Start of DOCUMENT SECTION
Becoming the Badge: Tools of the Trade

El Paso Police Academy training (KFOX14)

Ten weeks into the police academy, the 66 El Paso police recruits are getting their first piece of police equipment.

Recruits are also working on communication. They’re breaking out their handcuffs and some of their bodies are breaking down.

Ten weeks in, recruits have to up their game.

“They want to push us to our limit,” said recruit Sergio Soto.

“When you've reached your maximum potential in your head, you’ve probably only reached 40 percent of what you can physically do. We want to push them beyond that 40 percent,” said instructor Joe Lopez.

It was too much for some.

“I vomited this week. My body is telling me to calm down and I can’t,” said Soto.

On Monday, paramedics were called to the academy, for recruit Jesus Lucero.

“I was having some issues breathing, catching my breath. That was the main concern,” said Lucero.

He was taken to the hospital and released later that day.

But he's had to stay on the sidelines since.

“It bothers you because you become a target,” said Lucero.

Last week, recruit Anthony Greer passed out from dehydration.

“I wasn’t real prepared. I was dehydrated. I had a headache and I went down and I was embarrassed,” said Greer.

The recruits constantly have to improve.

“They want to push us to the limit to see where we are at and how to improve from there. They don’t want to hurt us. They just want to make us better than what we are,” said Soto.

Last week, recruits revisited high school English as they learned the mechanics of writing a good report.

This week, they’re speaking Spanish.

“When we were in trouble we would get yelled at in Spanish, so I know some phrases,” said Greer.

“All of it was pretty new to me,” said recruit Damian George.
End of DOCUMENT SECTION
Start of INFORMATION SUPPLIED
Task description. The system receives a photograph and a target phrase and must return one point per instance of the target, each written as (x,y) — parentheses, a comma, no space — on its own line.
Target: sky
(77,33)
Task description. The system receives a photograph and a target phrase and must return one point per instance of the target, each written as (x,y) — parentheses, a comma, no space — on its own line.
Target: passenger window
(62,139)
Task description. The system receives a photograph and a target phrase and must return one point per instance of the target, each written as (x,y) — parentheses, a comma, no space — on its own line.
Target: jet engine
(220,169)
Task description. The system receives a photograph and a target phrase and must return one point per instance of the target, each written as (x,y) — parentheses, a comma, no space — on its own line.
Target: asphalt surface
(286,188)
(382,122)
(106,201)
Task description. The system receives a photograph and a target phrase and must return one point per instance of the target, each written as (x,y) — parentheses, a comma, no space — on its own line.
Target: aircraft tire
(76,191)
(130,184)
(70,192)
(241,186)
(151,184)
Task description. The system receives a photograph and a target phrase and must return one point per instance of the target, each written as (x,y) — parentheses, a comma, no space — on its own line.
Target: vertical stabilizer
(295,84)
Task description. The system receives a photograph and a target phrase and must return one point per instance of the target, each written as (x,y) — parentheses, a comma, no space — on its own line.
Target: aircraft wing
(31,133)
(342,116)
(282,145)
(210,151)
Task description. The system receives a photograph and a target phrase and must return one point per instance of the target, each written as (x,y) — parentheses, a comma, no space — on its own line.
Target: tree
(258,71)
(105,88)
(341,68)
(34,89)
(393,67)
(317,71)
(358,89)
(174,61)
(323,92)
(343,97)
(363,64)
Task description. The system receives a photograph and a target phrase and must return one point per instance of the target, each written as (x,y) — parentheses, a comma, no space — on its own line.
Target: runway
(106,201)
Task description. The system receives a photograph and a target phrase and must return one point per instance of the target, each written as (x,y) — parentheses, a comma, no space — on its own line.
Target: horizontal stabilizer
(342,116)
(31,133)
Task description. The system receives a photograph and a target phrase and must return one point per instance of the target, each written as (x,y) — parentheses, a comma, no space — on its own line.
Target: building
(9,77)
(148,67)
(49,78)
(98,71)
End of INFORMATION SUPPLIED
:: WORK TASK A ::
Print the passage of the police academy article that begins at the words "Ten weeks into" and ends after "are breaking down.", copying it word for word.
:: WORK TASK B ::
In the police academy article, what caused recruit Anthony Greer to pass out last week?

:: YOUR RESPONSE A ::
Ten weeks into the police academy, the 66 El Paso police recruits are getting their first piece of police equipment.

Recruits are also working on communication. They’re breaking out their handcuffs and some of their bodies are breaking down.

:: YOUR RESPONSE B ::
Dehydration.